→ WHAT YOU WILL DO:
Starting with the first line and ending with the last, transcribe the data exactly.

→ SOURCE RECORDS:
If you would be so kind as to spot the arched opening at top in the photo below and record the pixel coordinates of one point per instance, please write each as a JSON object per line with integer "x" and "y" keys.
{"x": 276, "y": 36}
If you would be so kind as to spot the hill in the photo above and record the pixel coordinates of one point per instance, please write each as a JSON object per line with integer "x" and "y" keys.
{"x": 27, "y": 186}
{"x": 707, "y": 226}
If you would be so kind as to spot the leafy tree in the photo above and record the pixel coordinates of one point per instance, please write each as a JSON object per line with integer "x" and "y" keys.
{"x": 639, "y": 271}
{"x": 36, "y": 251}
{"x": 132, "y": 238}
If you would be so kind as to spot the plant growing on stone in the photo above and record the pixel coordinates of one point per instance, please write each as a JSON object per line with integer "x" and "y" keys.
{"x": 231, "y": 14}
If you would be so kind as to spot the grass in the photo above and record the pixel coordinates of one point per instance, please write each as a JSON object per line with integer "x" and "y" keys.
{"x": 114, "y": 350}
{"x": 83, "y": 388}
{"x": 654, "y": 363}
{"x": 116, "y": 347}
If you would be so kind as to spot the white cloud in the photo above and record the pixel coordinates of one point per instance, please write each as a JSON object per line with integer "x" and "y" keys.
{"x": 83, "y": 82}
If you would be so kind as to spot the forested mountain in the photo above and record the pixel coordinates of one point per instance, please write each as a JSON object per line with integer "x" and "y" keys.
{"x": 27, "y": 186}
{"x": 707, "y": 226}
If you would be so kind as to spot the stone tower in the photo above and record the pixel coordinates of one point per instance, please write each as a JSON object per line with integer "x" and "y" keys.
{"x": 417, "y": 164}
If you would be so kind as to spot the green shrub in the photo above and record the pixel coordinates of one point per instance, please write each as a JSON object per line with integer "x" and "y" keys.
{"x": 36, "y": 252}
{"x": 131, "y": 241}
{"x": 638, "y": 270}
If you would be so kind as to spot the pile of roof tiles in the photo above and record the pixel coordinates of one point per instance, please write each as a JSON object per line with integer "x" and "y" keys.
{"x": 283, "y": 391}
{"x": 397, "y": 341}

→ EXERCISE RESULT:
If you would be so kind as to spot the arched opening at top in the photo below and record the pixel coordinates of one point per instance, please write each as a JSON object per line with integer "x" and "y" keys.
{"x": 276, "y": 36}
If you would be so kind as to spot the hill in the photo above and record the pixel coordinates of one point per instance, please write each as a JSON object per line with integer "x" and "y" keys.
{"x": 27, "y": 186}
{"x": 707, "y": 226}
If you would be so kind as to spot the leafy tree in the photo above and record the pixel coordinates of one point per instance, please write each as a JSON object per line with integer "x" and "y" keys.
{"x": 639, "y": 271}
{"x": 36, "y": 251}
{"x": 132, "y": 238}
If you would be so kind as to spot the plant growing on stone in the photo above and record the pixel coordinates of one point per instance, please write each as a JSON object per line with integer "x" and "y" keys.
{"x": 231, "y": 14}
If you would be so kind as to spot the grass in the photo above and record the pixel coordinates of one point per instance, please write each as a JSON object per line with integer "x" and "y" keys.
{"x": 114, "y": 350}
{"x": 83, "y": 388}
{"x": 654, "y": 363}
{"x": 116, "y": 347}
If you would be so kind as to spot the white cloud in the photo above and record the pixel coordinates of one point per instance, please write each as a JSON object per line with integer "x" and "y" keys.
{"x": 83, "y": 82}
If you would be so kind as to spot the forested mountain in the photo above and record the pixel coordinates of one point per instance, please write each as a JSON object per line with integer "x" and "y" keys.
{"x": 27, "y": 186}
{"x": 707, "y": 226}
If you would be so kind as to spot the stone tower in the photo above and record the pixel coordinates of one point per instance, please write each as a JSON object per line with integer "x" and "y" keys.
{"x": 417, "y": 164}
If you would be so kind as to spot the green shrub in the photo above and record the pixel coordinates of one point per instance, please write each as a JSON object per line with integer "x" and "y" keys.
{"x": 36, "y": 252}
{"x": 131, "y": 241}
{"x": 638, "y": 270}
If you would be so kind as to spot the pile of roof tiles in the photo above and record the pixel coordinates of one point per instance, please write each as a JSON object per line with integer "x" and "y" keys.
{"x": 283, "y": 391}
{"x": 397, "y": 341}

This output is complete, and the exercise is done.